# WHAT YOU NEED TO DO
From the text below on high-frequency trading, copy word for word the part that begins at the words "The runaway complexity" and stops after "of complex systems.".

# TEXT SECTION
※ ※ ※
Haim Bodek is one of the genius architects of the system of lightning fast computers and algorithms that dominate trading on stock exchanges. Focusing on the “Flash Crash” of May 2010, he takes us on a tour of the terrifying machines that rule the economy and that experts say no one controls.

The runaway complexity and inherent danger of the system is explained by former high frequency trader Dave Lauer in the documentary below, produced by VPROinternational and filmmaker Marije Meerman:

The markets and the interplay in the industry between all these firms with all these very complicated and complex technology systems and how they interact makes the entire system of exchanges, high frequency brokers and the interaction between the technology, it makes it a complex system. And so, for example, the flash crash is the perfect example. There is no cause and effect that you can point to. “What caused the flash crash?” is a nonsense question. It makes no sense in the context of a complex system. And if you were to replay the same sequence of events identically, there’s no guarantee that it would cause a flash crash again. That’s the nature of complex systems.
※ ※ ※
# RECORDS SHOWN
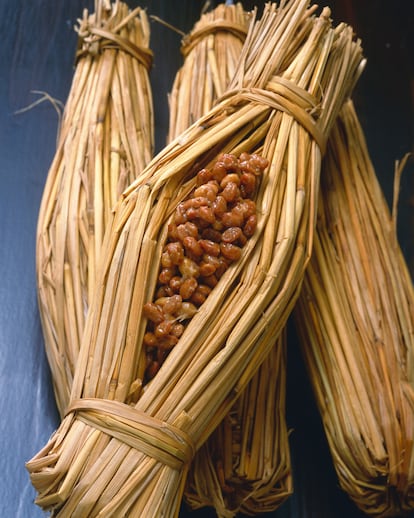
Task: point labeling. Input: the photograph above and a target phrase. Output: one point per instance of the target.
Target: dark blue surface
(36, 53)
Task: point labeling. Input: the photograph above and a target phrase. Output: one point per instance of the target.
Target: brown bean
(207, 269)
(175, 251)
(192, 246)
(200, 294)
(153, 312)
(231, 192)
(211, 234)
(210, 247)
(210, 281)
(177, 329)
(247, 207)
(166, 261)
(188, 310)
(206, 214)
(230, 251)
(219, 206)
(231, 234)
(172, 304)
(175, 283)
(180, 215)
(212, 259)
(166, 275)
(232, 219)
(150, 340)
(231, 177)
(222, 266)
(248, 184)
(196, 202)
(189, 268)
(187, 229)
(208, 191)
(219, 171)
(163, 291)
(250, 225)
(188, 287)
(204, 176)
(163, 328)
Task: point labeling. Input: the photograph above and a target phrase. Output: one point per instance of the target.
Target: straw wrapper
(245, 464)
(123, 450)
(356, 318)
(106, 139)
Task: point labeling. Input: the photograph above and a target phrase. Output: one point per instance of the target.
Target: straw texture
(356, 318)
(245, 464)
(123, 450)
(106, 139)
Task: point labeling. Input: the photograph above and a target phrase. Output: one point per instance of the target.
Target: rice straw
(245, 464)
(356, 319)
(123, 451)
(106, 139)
※ ※ ※
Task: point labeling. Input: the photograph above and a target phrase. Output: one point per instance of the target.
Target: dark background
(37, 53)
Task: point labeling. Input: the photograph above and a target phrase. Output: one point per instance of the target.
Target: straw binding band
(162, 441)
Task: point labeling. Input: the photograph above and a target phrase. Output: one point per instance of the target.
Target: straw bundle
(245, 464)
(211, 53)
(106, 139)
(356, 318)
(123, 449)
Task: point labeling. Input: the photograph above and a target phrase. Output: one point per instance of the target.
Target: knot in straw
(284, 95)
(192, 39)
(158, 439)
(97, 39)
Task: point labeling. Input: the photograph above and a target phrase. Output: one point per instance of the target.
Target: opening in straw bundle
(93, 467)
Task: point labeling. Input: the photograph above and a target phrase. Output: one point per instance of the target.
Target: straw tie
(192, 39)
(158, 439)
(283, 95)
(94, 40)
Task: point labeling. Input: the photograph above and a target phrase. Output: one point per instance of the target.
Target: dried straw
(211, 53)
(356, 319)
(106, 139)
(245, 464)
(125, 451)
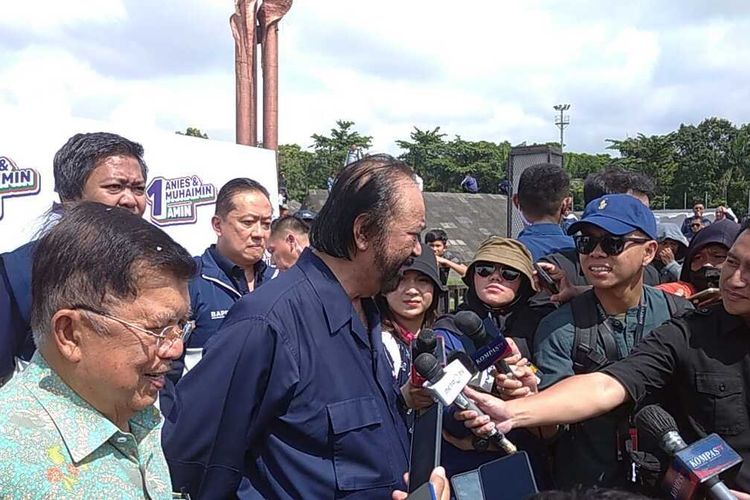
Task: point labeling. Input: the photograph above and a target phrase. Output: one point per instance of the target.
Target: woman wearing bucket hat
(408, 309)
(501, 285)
※ ※ ※
# SOLUTION FOR THIS EXERCISE
The runaway complexity and inherent danger of the system is explained by former high frequency trader Dave Lauer in the documentary below, produced by VPROinternational and filmmaker Marije Meerman:

The markets and the interplay in the industry between all these firms with all these very complicated and complex technology systems and how they interact makes the entire system of exchanges, high frequency brokers and the interaction between the technology, it makes it a complex system. And so, for example, the flash crash is the perfect example. There is no cause and effect that you can point to. “What caused the flash crash?” is a nonsense question. It makes no sense in the context of a complex system. And if you were to replay the same sequence of events identically, there’s no guarantee that it would cause a flash crash again. That’s the nature of complex systems.